*EXERCISE TASK*:
Print every one of the rows below word for word, leaving out the pictures.

*DATA EXTRACT*:
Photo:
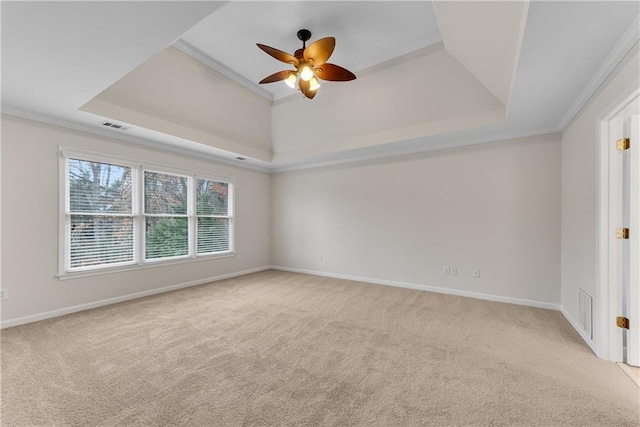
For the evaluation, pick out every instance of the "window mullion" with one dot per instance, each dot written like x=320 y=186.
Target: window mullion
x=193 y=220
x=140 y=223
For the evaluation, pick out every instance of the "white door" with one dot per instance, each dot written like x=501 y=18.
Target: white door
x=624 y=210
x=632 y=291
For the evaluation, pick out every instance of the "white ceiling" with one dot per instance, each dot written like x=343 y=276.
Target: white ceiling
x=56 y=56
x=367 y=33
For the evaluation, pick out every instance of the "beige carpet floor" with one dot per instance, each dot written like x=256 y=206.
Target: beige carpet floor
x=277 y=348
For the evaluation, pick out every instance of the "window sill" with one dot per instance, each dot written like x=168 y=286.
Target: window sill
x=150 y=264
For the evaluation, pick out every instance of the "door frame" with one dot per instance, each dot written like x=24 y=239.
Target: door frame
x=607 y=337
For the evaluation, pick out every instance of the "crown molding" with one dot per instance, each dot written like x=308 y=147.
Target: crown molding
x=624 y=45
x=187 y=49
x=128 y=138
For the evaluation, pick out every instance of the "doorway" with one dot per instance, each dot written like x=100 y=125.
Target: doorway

*THE OUTPUT*:
Photo:
For the evaluation, pick out every instance of the "window mullion" with one dot per instance, each dot written like x=320 y=186.
Target: window mullion
x=193 y=220
x=140 y=223
For the evaluation, pick out every instance of the "white door" with one dot per instance, each dot written like x=501 y=18.
Target: white door
x=624 y=210
x=632 y=291
For the evaluation, pick out every instance of the "white ceiling" with one dot per instance, each dot written like x=343 y=276.
Target: white ceiling
x=56 y=56
x=367 y=33
For the evaluation, pick out every instance of the "beige carpet floor" with one dot per instance, each dot written like x=256 y=206.
Target: beige carpet floor
x=277 y=348
For the evaluation, pick out every instance of the "window sill" with one dot per instance, each dot written like x=168 y=286.
Target: window sill
x=150 y=264
For the evaluation, pick out every instance of the "door frame" with one dot per instance, each dot written like x=24 y=239.
Target: door frame
x=607 y=337
For the evaluation, pick out every instance of the "crown molding" with one dot per instance, each dot written like x=308 y=147.
Target: crown molding
x=624 y=45
x=187 y=49
x=128 y=138
For the evaluation, pick out every instance of the "doorway" with one dot per instance, each dot written like x=100 y=125.
Target: doorway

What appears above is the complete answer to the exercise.